Avec l’arrestation de la “bande des quatre” et la fin de la révolution culturelle, prenait fin la confiance accordée à une société uniformisée. A partir de 1979, une politique plus ouverte était mise en oeuvre et les organisations civiles reprenaient vie progressivement. Pour notre étude, il est particulièrement intéressant de considérer les changements qui ont eu lieu au cours de cette période de transition, au cours de laquelle une nation au strict contrôle social est devenue un pays où la société jouissait de davantage de “laissez-faire” (c).

En tant que sous-groupe de la société, l’Eglise a ses propres organisations et structures internes. Face à la pression externe, elle peut réagir en se soumettant à la pression. Elle peut aussi sacrifier une part de sa structure originelle pour réduire la pression exercée sur elle et sauvegarder son intégrité.

Mais que la réaction à la pression soit la soumission ou la résistance, sous l’angle du projet propre à l’organisation, elle représente toujours un développement illégitime. Elle reste une adaptation conjoncturelle et temporelle. Cependant avec le temps, la pression exercée sur elle est devenue un trait permanent, structurel, même si elle s’exerce aujourd’hui avec moins de force. Par ailleurs, la réaction de l’Eglise a pu être sans proportion avec la pression qui s’exerçait sur elle et, à son tour, affecter le fonctionnement de l’organisation avec beaucoup plus d’intensité que n’en avait la pression originelle. La rupture de l’Eglise catholique de Chine avec l’Eglise universelle, impliquant l’initiative prise par elle de nommer et consacrer des évêques, ainsi que le “mouvement d’autonomie, d’indépendance et d’auto-gouvernement” ont été l’expression de ce phénomène.

Comme nous venons de l’observer, un problème qui a sa source dans une pression extérieure exercée sur l’organisation peut être intériorisé par celle-ci et devenir ainsi un problème interne. Dans ce cas, l’action “illégitime” devient une entreprise légitime et une évolution anormale devient normale. Lorsque le modèle original de l’organisation entre en conflit avec l’organisation telle qu’elle a évolué sous la pression, alors ses structures internes font l’expérience d’une radicale transformation.

L’apparition de l’Eglise souterraine peut être considérée comme le résultat de cette transformation. Elle peut aussi être vue comme une évolution logique à l’intérieur de la transition qui a conduit d’une société hautement contrôlée vers une forme différente de société.

Définition du concept de “souterrain”

A notre avis, trois conditions sont nécessaires pour que puisse apparaître le phénomène d’une Eglise souterraine.

1 – Elle doit être interdite par les structures officielles

2 – Elle occupe un espace défini et réalise des activités sociales concrètes.

PETIT EXERCICE
Recopiez le passage de l'extrait sur l'Église de Chine qui va de « En tant que » à « sauvegarder son intégrité. », ces deux bornes comprises. La liste qui suit n'a aucun rapport avec l'extrait.

DONNÉES FOURNIES
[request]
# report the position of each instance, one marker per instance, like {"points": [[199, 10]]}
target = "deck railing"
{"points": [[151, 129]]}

CORRIGÉ
En tant que sous-groupe de la société, l’Eglise a ses propres organisations et structures internes. Face à la pression externe, elle peut réagir en se soumettant à la pression. Elle peut aussi sacrifier une part de sa structure originelle pour réduire la pression exercée sur elle et sauvegarder son intégrité.